Questions.
A: In the opinion, substitute "medical statements" for "medical histories" and reproduce the part that begins at the words "At the same" and stops after "for workmen’s compensation.".
B: Answer these questions from the opinion:
(i) What monthly credit allowance did applicant and his wife receive on their rent?
(ii) On what date was applicant injured?
(iii) What amount was awarded for attorney's fees?
C: Extend the opinion beyond its final sentence.

Supplied passage.
▽

Petitioners Sam Rosen and Esther Rosen seek by writ of review to annul an award of respondent commission in favor of James Leffew, hereinafter referred to as applicant.
Applicant and his wife were tenants in a six-unit apartment building allegedly owned by petitioners. Several months after commencement of their tenancy, applicant and Mr. Rosen entered into an agreement whereby applicant and his wife *749 were to perform certain services upon the premises in consideration of a $25 per month credit allowance on their apartment rental of $85 per month. Their duties included mowing and watering the lawn, taking out the trash on pickup days, receiving rental payments from certain tenants, and showing apartments to prospective tenants when vacancies existed. It was agreed that either applicant or his wife would be on the premises until 6 p.m. each day to receive complaints from tenants and until 10 p.m. whenever there was a vacancy in the building.
On February 23, 1963, at about 8 p.m., applicant fell and injured his arm while descending an outside stairway which led from the second floor where his apartment was located. At the time he was injured, no vacancy had existed for several months and applicant was on a personal mission to see his brother-in-law who had just driven into the area.
At the same time applicant was employed full time in his regular job. Applicant’s income tax return, filed jointly with his wife, did not list as income the consideration received by them under their arrangement with petitioners, and in his initial medical histories given after his injury, he stated that it had not arisen out of his employment. He had never before performed services of the instant variety. Petitioners were not insured for workmen’s compensation.
By the order under review, petitioners were ordered by the respondent commission to pay applicant temporary disability benefits beginning February 24, 1963, through September 7, 1963, at the rate of $31.49 per week in the total amount of $881.72, plus interest, together with reimbursement for self-procured medical treatment in the approximate amount of $500 and attorney’s fees in the sum of $400. 1 An award was also made against petitioners for further medical treatment. The hearing on the issue relative to the extent of permanent disability was continued until a showing might be made that the disability had become permanent. It was held that petitioners were not wilfully uninsured and that their failure to pay compensation had not been unreasonably delayed nor refused.

△

Records shown.
▽

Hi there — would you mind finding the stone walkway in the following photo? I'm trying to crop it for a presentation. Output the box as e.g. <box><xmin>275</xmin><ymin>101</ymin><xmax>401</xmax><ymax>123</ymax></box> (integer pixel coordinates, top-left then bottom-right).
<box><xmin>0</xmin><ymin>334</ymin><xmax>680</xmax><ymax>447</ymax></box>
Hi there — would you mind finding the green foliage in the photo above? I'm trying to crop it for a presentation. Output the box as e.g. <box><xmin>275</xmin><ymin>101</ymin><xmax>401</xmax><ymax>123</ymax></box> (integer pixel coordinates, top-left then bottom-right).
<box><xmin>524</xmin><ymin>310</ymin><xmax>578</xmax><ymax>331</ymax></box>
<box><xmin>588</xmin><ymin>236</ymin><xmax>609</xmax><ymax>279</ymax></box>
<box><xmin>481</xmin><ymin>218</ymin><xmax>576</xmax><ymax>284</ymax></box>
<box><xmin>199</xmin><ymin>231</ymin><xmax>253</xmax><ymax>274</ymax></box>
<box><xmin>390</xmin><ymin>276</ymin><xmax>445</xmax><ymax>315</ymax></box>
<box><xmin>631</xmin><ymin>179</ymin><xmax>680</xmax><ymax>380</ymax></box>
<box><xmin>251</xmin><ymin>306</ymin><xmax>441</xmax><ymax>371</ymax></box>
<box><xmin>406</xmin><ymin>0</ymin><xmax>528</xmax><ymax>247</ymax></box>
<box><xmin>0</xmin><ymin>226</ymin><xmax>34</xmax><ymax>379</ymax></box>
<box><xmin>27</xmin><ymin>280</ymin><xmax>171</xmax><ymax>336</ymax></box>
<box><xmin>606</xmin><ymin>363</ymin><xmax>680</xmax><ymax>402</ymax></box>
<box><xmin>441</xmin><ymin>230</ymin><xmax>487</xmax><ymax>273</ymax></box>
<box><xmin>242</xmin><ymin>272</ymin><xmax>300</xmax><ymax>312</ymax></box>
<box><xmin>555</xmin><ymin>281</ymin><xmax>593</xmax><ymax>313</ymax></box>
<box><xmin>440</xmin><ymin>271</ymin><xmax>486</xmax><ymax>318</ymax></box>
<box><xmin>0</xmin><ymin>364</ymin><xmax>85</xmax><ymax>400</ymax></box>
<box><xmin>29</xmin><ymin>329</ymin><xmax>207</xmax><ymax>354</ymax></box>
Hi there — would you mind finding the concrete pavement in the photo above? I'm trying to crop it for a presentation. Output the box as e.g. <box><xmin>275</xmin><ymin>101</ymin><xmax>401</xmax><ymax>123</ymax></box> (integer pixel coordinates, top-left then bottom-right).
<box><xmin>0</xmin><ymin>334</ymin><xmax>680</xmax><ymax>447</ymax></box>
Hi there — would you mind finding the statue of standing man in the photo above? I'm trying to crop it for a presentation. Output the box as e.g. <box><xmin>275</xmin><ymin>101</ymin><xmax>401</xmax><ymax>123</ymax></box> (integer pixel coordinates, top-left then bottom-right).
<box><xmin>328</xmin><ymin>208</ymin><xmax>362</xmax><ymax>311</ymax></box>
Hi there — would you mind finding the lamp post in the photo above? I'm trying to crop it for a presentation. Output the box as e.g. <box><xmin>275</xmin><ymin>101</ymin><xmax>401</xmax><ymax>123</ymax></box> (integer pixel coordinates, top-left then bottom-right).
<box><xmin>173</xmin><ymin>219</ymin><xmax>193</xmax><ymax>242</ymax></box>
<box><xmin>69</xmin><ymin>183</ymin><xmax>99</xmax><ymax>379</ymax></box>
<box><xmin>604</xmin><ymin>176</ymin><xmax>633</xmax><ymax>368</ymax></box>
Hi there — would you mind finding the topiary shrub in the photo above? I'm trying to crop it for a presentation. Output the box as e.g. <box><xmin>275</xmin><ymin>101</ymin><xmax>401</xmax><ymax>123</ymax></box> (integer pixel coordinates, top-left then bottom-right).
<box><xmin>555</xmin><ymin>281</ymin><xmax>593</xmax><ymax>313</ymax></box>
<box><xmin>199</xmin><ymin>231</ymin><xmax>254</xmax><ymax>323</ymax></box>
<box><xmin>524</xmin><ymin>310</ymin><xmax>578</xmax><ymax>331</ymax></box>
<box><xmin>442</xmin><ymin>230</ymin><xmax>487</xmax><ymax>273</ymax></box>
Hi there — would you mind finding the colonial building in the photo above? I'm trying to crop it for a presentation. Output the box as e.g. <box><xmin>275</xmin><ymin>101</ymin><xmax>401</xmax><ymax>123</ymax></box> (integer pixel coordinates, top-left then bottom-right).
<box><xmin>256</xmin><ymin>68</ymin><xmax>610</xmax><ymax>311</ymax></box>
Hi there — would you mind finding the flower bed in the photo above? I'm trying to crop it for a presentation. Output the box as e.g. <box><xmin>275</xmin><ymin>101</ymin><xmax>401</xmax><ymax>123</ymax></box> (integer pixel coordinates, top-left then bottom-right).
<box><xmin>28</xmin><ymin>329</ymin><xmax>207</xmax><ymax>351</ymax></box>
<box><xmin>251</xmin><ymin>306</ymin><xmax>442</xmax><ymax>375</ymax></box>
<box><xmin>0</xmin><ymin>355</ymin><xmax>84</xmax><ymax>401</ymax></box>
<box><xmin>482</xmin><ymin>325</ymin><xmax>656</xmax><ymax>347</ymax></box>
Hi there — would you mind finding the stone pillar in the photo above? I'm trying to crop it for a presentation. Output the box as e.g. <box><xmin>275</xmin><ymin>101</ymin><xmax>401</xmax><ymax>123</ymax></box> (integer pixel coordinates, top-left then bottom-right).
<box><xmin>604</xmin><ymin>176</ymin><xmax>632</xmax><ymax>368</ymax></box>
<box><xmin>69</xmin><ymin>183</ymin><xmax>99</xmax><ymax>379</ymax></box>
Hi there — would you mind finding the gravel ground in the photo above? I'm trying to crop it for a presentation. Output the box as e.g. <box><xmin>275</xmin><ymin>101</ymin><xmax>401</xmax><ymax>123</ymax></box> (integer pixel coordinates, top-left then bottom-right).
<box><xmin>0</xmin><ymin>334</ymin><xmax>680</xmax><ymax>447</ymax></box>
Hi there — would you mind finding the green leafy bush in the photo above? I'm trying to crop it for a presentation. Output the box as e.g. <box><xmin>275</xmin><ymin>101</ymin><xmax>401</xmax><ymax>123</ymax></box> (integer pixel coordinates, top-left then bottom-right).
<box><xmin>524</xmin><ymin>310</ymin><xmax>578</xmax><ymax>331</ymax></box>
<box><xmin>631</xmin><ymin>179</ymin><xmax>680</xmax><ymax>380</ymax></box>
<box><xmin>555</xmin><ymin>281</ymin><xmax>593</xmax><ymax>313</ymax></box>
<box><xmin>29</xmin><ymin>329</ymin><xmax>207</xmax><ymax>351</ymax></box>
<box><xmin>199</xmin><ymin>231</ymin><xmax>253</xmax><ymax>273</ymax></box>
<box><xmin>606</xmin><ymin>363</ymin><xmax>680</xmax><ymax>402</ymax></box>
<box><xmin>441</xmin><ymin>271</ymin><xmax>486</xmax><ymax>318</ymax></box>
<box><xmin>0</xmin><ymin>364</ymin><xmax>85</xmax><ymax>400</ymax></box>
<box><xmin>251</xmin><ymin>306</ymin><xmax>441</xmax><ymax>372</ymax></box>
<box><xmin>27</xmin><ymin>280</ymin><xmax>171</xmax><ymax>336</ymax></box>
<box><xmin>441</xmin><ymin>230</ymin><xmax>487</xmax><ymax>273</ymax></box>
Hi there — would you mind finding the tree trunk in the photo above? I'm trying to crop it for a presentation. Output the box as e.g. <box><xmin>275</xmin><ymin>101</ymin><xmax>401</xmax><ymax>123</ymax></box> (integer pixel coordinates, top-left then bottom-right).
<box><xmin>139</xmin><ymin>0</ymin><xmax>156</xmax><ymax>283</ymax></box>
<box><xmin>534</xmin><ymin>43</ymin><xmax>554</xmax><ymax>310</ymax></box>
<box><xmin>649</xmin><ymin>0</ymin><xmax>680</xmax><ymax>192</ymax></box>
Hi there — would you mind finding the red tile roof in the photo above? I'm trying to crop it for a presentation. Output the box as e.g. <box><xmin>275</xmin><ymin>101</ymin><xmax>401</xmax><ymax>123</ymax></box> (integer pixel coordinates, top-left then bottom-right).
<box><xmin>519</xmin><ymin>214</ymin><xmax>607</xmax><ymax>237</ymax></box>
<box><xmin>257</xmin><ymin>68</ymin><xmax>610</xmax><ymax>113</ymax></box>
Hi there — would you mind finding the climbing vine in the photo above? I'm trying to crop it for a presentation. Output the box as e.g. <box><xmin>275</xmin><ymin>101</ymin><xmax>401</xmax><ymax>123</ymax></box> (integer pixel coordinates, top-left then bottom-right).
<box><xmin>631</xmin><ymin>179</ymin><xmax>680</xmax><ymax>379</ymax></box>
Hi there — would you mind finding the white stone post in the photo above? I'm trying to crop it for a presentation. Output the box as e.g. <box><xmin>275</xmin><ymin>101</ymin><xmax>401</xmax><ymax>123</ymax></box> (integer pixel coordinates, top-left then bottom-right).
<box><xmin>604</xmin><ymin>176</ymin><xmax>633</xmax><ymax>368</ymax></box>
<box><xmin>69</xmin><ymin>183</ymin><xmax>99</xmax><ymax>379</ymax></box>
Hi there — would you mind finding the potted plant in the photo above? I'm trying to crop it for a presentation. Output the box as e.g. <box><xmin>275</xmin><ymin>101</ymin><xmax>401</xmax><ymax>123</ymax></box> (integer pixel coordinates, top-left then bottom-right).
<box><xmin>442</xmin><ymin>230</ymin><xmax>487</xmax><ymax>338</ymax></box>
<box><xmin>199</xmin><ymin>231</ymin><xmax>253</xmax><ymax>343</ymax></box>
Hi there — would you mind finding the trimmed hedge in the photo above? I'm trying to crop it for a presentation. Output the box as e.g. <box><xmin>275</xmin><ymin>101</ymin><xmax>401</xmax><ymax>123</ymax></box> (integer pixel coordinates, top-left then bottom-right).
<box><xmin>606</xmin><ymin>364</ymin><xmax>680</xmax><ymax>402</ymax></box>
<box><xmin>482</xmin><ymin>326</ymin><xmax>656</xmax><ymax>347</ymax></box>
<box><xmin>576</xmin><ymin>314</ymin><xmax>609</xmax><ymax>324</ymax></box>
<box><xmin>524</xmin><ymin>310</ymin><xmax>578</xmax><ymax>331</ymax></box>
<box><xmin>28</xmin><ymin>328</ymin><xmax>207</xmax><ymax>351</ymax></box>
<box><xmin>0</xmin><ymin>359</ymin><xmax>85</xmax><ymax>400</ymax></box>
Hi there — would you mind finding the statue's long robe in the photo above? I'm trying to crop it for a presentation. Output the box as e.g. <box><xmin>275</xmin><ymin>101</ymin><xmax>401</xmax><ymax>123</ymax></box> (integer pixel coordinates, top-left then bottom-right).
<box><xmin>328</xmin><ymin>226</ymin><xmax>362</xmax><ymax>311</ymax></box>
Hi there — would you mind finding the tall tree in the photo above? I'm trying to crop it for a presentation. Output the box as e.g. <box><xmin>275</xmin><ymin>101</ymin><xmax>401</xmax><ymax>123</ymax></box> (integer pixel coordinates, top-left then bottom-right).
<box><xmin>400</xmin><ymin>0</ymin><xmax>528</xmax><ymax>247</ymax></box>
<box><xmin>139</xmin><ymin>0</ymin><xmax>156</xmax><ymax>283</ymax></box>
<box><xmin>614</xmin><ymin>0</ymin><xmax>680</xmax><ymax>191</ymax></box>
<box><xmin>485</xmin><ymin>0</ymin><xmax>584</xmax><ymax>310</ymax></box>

△

Answers to the problems.
A:
At the same time applicant was employed full time in his regular job. Applicant’s income tax return, filed jointly with his wife, did not list as income the consideration received by them under their arrangement with petitioners, and in his initial medical statements given after his injury, he stated that it had not arisen out of his employment. He had never before performed services of the instant variety. Petitioners were not insured for workmen’s compensation.

B:
(i) $25 per month.
(ii) February 23, 1963.
(iii) $400.

C:
*750 The theory upon which the respondent commission based its order was that by reason of the fact that the duties of applicant and his wife contemplated that they live upon the premises in order to enjoy the benefits of their rental allowance, their apartment was thereby converted into the equivalent of the lodgings supplied to ordinary full time employees under the “bunkhouse” rule. We are unable to agree that either the theory or the philosophy underlying the development of the bunkhouse rule would warrant its application to the undisputed facts of the instant case.
Petitioners concede, of course, that they would have been liable if applicant or his wife had been injured while performing any of the services required of them by the terms of their agreement, such as mowing the lawn, removing the trash, attending to complaints, etc. They argue, however, that it is unreasonable and beyond the contemplation of the Workmen’s Compensation Act to hold that an agreement between a landlord and his tenants whereby a modest rental allowance is given the tenants in return for certain relatively nominal services creates a situation in which the landlord must furnish, in effect, a completely comprehensive health, accident and life insurance policy covering the tenants 24 hours a day so long as they are upon the premises. We agree.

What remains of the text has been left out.